Recorded data

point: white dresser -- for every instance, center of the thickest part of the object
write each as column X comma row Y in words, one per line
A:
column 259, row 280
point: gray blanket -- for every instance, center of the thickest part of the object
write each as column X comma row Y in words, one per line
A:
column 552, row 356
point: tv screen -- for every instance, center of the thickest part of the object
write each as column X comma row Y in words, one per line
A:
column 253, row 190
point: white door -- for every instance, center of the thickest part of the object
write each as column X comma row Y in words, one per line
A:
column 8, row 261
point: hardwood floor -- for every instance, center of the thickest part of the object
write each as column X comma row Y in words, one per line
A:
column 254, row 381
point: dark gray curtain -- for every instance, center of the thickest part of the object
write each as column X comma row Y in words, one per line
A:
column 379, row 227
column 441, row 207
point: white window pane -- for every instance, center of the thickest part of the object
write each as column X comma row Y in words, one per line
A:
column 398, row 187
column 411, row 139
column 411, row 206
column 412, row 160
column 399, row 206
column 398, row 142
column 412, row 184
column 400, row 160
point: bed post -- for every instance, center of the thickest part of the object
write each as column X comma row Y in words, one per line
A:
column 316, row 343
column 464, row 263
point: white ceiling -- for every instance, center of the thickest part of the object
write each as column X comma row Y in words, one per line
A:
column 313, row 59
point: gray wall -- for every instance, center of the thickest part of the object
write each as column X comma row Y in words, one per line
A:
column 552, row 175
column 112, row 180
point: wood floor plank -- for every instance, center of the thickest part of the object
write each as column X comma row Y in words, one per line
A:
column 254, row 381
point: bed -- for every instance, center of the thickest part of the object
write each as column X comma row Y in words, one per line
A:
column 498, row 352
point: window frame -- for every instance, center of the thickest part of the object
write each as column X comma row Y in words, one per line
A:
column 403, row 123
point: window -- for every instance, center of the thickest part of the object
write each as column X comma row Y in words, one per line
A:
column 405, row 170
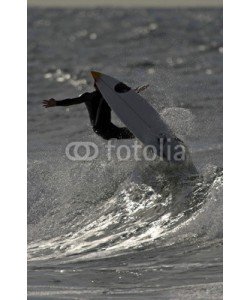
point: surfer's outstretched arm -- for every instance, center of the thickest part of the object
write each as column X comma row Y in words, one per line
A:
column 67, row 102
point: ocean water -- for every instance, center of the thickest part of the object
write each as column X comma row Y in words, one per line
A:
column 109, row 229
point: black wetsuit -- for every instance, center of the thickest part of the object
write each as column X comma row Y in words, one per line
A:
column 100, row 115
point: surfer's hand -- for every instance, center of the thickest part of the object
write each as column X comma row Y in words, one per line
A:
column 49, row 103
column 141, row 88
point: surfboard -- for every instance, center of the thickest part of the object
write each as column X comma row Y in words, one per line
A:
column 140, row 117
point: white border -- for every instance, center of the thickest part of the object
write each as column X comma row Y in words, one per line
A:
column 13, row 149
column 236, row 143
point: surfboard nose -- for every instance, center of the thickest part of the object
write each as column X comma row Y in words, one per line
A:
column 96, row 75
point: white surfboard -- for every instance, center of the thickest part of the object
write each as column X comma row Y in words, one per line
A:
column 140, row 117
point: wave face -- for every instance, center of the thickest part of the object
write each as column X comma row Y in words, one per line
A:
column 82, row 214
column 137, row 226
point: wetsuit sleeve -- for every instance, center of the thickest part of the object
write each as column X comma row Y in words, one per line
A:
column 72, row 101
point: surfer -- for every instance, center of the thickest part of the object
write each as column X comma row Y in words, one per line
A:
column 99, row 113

Directions:
Please show each line in the records above that contains "surfer".

Task solution:
point: surfer's outstretched arm -- for every instance, center of the thickest part of the object
point: surfer's hand -- for every instance, center of the thickest part of the object
point: surfer -- for every instance, center of the thickest part of the object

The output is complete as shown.